EXERCISE INSTRUCTIONS:
Convert every line of the records below into a JSON list of strings, one string per line, and leave out any blank lines.

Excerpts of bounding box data
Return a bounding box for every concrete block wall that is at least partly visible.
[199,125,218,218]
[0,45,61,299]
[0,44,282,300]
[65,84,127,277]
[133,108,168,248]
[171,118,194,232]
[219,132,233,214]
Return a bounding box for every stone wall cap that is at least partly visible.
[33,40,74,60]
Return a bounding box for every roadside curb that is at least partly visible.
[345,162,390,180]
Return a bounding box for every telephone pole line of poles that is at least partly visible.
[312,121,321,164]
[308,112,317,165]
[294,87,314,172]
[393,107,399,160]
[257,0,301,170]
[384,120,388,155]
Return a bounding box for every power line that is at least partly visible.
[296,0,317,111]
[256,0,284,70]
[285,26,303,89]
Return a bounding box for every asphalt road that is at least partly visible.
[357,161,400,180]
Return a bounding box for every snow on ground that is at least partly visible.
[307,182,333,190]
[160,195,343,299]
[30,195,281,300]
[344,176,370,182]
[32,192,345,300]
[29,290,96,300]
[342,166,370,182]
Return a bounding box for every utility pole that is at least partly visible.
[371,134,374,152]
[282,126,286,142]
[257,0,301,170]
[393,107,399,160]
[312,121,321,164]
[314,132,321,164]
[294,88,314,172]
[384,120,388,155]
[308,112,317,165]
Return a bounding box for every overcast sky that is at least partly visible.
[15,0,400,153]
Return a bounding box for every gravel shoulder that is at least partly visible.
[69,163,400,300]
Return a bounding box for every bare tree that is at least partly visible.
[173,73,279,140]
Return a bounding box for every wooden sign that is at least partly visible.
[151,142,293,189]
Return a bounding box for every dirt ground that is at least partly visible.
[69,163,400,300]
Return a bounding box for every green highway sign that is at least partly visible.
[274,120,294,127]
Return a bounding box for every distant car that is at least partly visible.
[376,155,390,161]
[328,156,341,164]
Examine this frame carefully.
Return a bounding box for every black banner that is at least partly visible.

COMPLETE OUTPUT:
[
  "Return a bounding box for every concrete block wall that is at least partly visible.",
  "[199,125,218,218]",
  "[0,45,61,299]",
  "[0,44,282,300]",
  "[65,84,127,277]",
  "[133,108,168,248]",
  "[171,118,194,232]",
  "[219,132,233,214]",
  "Return a bounding box for every stone wall cap that is at least partly visible.",
  "[33,40,74,60]",
  "Return a bounding box for every roadside curb that is at least partly visible.",
  "[345,162,390,180]",
  "Return a bounding box for every telephone pole line of poles that is at least partly visible.",
  "[312,121,321,164]",
  "[308,112,317,165]",
  "[294,87,314,172]",
  "[393,107,399,160]",
  "[257,0,301,170]",
  "[384,120,388,155]",
  "Return a bounding box for every power line that is at least partly visible.",
  "[296,0,317,111]",
  "[256,0,284,70]",
  "[285,26,303,89]",
  "Return a bounding box for every asphalt road that is at least partly visible.",
  "[357,161,400,180]",
  "Return a bounding box for every snow on ground that is at least partly visible.",
  "[307,182,333,190]",
  "[160,195,343,299]",
  "[30,195,281,300]",
  "[344,176,370,182]",
  "[32,192,345,300]",
  "[29,290,96,300]",
  "[342,166,370,182]",
  "Return a bounding box for every utility pole that is at least partly visible.",
  "[371,134,374,152]",
  "[282,126,286,142]",
  "[257,0,301,170]",
  "[393,107,399,160]",
  "[312,121,321,164]",
  "[314,132,321,164]",
  "[294,88,314,172]",
  "[384,120,388,155]",
  "[308,112,317,165]",
  "Return a bounding box for every overcast sky that is at least partly visible.",
  "[15,0,400,153]",
  "Return a bounding box for every gravel shoulder that is at least partly visible.",
  "[69,163,400,300]",
  "Return a bounding box for every bare tree that is at least partly visible.",
  "[173,73,279,140]",
  "Return a bounding box for every wooden sign that is at least partly visible.",
  "[151,142,293,189]",
  "Return a bounding box for every dirt ground that is at least partly visible.",
  "[69,163,400,300]",
  "Return a bounding box for every green highway sign that is at least partly visible.",
  "[274,120,294,127]",
  "Return a bounding box for every distant car that is at least partly visible.",
  "[376,155,390,161]",
  "[328,156,341,164]",
  "Examine this frame carefully.",
  "Return a bounding box for every black banner that is at least partly visible."
]